## Task requirements:
Return every one of the records below verbatim, with each line unchanged.

## Record set:
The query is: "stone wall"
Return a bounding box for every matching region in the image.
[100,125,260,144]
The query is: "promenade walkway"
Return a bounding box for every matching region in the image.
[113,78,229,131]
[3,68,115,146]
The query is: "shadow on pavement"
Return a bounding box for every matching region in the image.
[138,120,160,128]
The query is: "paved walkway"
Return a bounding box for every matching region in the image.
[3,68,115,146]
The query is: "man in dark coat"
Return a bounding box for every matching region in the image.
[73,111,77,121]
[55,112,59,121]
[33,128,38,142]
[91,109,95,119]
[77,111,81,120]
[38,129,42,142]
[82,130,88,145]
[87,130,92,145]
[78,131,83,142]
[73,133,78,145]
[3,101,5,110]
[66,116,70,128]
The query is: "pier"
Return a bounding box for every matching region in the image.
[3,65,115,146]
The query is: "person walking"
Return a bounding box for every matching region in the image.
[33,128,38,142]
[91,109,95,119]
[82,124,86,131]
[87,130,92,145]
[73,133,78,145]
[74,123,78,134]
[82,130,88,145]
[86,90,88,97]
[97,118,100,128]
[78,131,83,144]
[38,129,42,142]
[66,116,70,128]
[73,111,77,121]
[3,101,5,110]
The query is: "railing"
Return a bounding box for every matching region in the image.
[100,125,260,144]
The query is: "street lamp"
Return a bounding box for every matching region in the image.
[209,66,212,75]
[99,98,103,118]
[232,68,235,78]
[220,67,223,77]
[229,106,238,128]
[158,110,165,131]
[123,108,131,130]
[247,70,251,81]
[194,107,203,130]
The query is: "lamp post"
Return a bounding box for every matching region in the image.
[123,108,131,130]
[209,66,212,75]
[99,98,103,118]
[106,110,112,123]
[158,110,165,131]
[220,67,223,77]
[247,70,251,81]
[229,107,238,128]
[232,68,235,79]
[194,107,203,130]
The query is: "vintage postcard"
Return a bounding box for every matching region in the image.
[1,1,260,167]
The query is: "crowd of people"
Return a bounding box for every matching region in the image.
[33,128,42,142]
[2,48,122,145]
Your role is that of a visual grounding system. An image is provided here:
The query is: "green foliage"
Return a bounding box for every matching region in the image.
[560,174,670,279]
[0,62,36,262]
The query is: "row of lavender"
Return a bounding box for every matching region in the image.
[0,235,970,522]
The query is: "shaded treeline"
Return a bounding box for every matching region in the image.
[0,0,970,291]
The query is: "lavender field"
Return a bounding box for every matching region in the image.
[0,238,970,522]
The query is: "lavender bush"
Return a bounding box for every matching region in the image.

## The output:
The query is: "stone wall"
Return a bounding box for every matching region in the image.
[100,125,260,144]
The query is: "promenade walkway"
Return a bounding box for every matching region in the image.
[113,78,229,131]
[3,68,115,146]
The query is: "shadow on pavement"
Return a bounding box for every matching region in the image.
[138,120,160,128]
The query is: "paved walkway"
Return a bounding box for every matching region in the image.
[3,68,115,146]
The query is: "man in dark coat"
Return a bounding box for every matching region in the image.
[73,111,77,121]
[55,112,59,121]
[33,128,38,142]
[91,109,95,119]
[77,111,81,120]
[38,129,42,142]
[82,130,88,145]
[87,130,92,145]
[78,131,83,142]
[73,133,78,145]
[3,101,5,110]
[66,116,70,128]
The query is: "pier"
Return a bounding box for every matching region in the image.
[3,65,115,146]
The query is: "person walking"
Return a bounding box for every matching region in the image.
[33,128,38,142]
[91,109,95,119]
[82,124,86,131]
[87,130,92,145]
[73,133,78,145]
[74,123,78,134]
[82,130,88,145]
[86,90,88,97]
[97,118,100,128]
[78,131,83,144]
[38,129,42,142]
[66,116,70,128]
[73,111,77,121]
[3,101,5,110]
The query is: "railing"
Return a bounding box for every matching region in the image.
[100,125,260,144]
The query is: "street lamp"
Return a bounding box for every matching region in the image.
[209,66,212,75]
[99,98,103,118]
[232,68,235,78]
[220,67,223,77]
[229,106,238,128]
[158,110,165,131]
[123,108,131,130]
[247,70,251,81]
[194,107,203,130]
The query is: "lamp post"
Return a bounding box for every matching region in the image.
[123,108,131,130]
[209,66,212,75]
[99,98,103,118]
[106,110,112,123]
[158,110,165,131]
[220,67,223,77]
[247,70,251,81]
[229,107,238,128]
[232,68,235,79]
[194,107,203,130]
The query is: "vintage postcard"
Return a bounding box for every matching region in the image.
[1,1,260,167]
The query is: "crowd of people"
Return a bounding box for every matching region in the image.
[33,128,42,142]
[2,48,122,145]
Your role is that of a visual grounding system. An image is provided here:
The query is: "green foliage"
Return a bounding box for every matching region in the image.
[560,174,670,279]
[0,62,36,262]
The query is: "row of lavender"
Return a bounding box for every matching region in the image.
[0,235,970,522]
The query is: "shaded treeline"
Return a bounding box for every matching region in the image.
[0,0,970,291]
The query is: "lavender field"
Return a bounding box for every matching region in the image.
[0,238,970,522]
The query is: "lavender bush"
Return a bounding box for every matching region in the image.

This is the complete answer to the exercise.